### Selected excerpt
- Genre: All genres of Original & Contemporary music
- Dates: Scheduled: 22 February – 24 February 2008
- Location(s): New Delhi, India
- Years active: 2008
- Founders: Adhiraj Mustafi, Prospect Advisory & Management
- Website: www.eastwindfestival.com

= Eastwind (music festival) =

Eastwind was a music festival held in 2008 which was planned to be held annually in India garnering participation from all the major bands and artists in the country. The criterion was Original Contemporary Music and artists performed over three days and through parallel stages from morning till night.

==The festival==
The recent years (since 2000) have seen increased recognition, visibility and a surge in popularity of contemporary original music in India. In spite of that, the world’s perception of Indian music is still subjected to stereotypes, typically Bollywood.

### Data

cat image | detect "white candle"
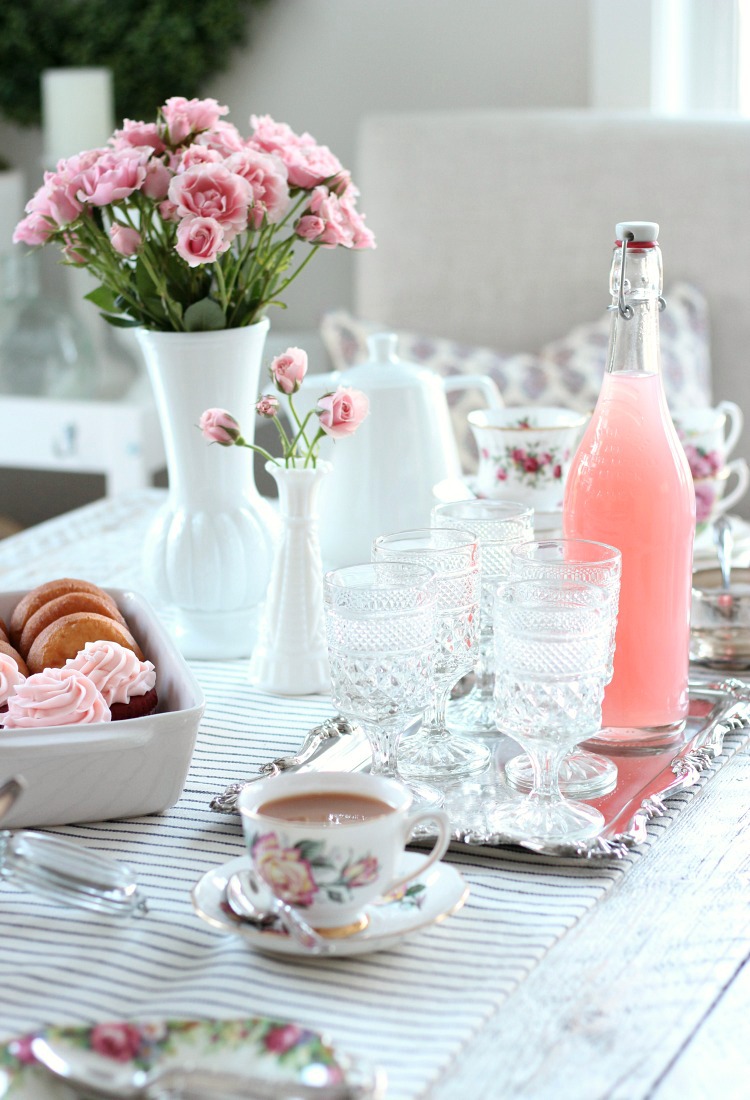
[0,171,29,256]
[42,67,114,168]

### Tasks and exercises
• a. Retype the Eastwind festival text word for word, everything from "- Genre: All" down to "morning till night.".
• b. In the Eastwind festival text, condense the paragraph beginning "Eastwind was a music festival held in 2008" into a shorter version that keeps its main facts.
• c. Carry on the text about the Eastwind music festival from where it stops.

### Task responses
• a.
- Genre: All genres of Original & Contemporary music
- Dates: Scheduled: 22 February – 24 February 2008
- Location(s): New Delhi, India
- Years active: 2008
- Founders: Adhiraj Mustafi, Prospect Advisory & Management
- Website: www.eastwindfestival.com

= Eastwind (music festival) =

Eastwind was a music festival held in 2008 which was planned to be held annually in India garnering participation from all the major bands and artists in the country. The criterion was Original Contemporary Music and artists performed over three days and through parallel stages from morning till night.

• b. Eastwind was a 2008 music festival in India, planned as an annual event that would draw all the country's major bands and artists. Its criterion was original contemporary music, and artists performed over three days on parallel stages from morning till night.

• c.
New Delhi plays host to a large number of the nation’s most popular live acts. With Indian bands and their music getting popular and bands being invited to perform abroad, Eastwind creates a single-point showcase that recognises and presents this talent as an entertainment experience.

The idea of a large-scale music festival in India was pathbreaking and the participation of the most popular bands in the country was the main crowd-pulling element of the festival. Prospect Advisory & Management, who visualized and created this festival, was swamped with requests for participation that they even had to postpone the first event in order to get through all the demos and applications.

The second edition was postponed from October 2009 to January 2010 before being cancelled.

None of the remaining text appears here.